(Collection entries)
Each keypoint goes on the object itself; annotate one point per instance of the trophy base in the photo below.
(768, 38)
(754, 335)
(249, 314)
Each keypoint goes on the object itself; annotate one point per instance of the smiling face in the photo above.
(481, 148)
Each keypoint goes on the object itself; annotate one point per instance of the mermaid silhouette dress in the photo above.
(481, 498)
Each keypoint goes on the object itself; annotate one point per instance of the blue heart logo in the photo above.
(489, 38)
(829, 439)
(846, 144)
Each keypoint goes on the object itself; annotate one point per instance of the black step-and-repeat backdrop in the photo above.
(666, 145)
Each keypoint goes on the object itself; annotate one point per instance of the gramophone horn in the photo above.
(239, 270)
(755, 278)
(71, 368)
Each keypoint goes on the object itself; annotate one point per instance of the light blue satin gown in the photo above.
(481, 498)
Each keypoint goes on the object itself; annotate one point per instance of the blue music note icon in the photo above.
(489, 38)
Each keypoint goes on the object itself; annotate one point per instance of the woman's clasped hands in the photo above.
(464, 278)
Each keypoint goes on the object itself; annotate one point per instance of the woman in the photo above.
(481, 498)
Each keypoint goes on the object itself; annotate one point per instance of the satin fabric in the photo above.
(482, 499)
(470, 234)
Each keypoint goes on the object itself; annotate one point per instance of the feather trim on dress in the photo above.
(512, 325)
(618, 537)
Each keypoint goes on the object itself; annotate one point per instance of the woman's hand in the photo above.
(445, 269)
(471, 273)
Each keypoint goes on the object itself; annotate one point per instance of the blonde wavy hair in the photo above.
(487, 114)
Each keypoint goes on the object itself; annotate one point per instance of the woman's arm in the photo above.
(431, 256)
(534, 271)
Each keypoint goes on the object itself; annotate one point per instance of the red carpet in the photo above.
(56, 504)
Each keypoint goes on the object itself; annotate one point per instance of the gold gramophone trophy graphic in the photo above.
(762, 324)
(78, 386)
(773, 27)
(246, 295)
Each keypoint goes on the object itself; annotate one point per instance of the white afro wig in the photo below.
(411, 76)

YOUR OBJECTIVE:
All of the records above should be repeated exactly.

PROBLEM SOLUTION:
Each keypoint goes on the object itself; annotate one point per instance of the trophy base in the photo below.
(768, 38)
(754, 335)
(249, 314)
Each keypoint goes on the object itself; annotate one point per instance of the smiling face in the photo above.
(481, 148)
Each keypoint goes on the object itself; annotate one point per instance of the mermaid silhouette dress in the photo above.
(481, 498)
Each keypoint goes on the object itself; annotate one point per instance of the blue heart logo in the photo above.
(489, 38)
(829, 439)
(846, 144)
Each keypoint goes on the object itself; annotate one point per instance of the black step-and-repeat backdrop in the photo above.
(666, 145)
Each keypoint goes on the object itself; annotate one point per instance of the gramophone horn in the photo above.
(239, 270)
(755, 278)
(71, 368)
Each keypoint goes on the object itself; annotate one point per instance of the light blue satin gown in the photo above.
(481, 498)
Each keypoint goes on the object itself; annotate one point per instance of the blue music note icon in the photo above.
(489, 38)
Each keypoint goes on the object itself; annotate one point per instance of the woman's clasped hands in the photo above.
(464, 278)
Each keypoint goes on the object itself; annotate one point per instance of the woman in the photo above.
(481, 498)
Each keypoint goes on the object itself; annotate one point per instance of the satin fabric in the photo above.
(482, 499)
(470, 234)
Each keypoint goes on the object itself; annotate one point per instance of the feather trim on dress in the photo above.
(512, 325)
(618, 537)
Each keypoint goes on the object itself; annotate one point per instance of the woman's hand in the photo above.
(445, 269)
(471, 273)
Each keypoint goes on the object itself; annotate one point per instance of the blonde wavy hair in the photo above.
(487, 114)
Each keypoint goes on the object itself; annotate one point per instance of the woman's arm in the photo above.
(431, 256)
(534, 271)
Each keypoint goes on the object itself; annotate one point per instance of the red carpet in the photo above.
(56, 504)
Each keypoint goes on the object itself; annotate one point per instance of the gold gramophone trophy graphic in the photo above.
(762, 324)
(78, 386)
(773, 27)
(246, 295)
Each keypoint goes on the object itself; annotate one point per instance of the white afro wig in the photo below.
(411, 76)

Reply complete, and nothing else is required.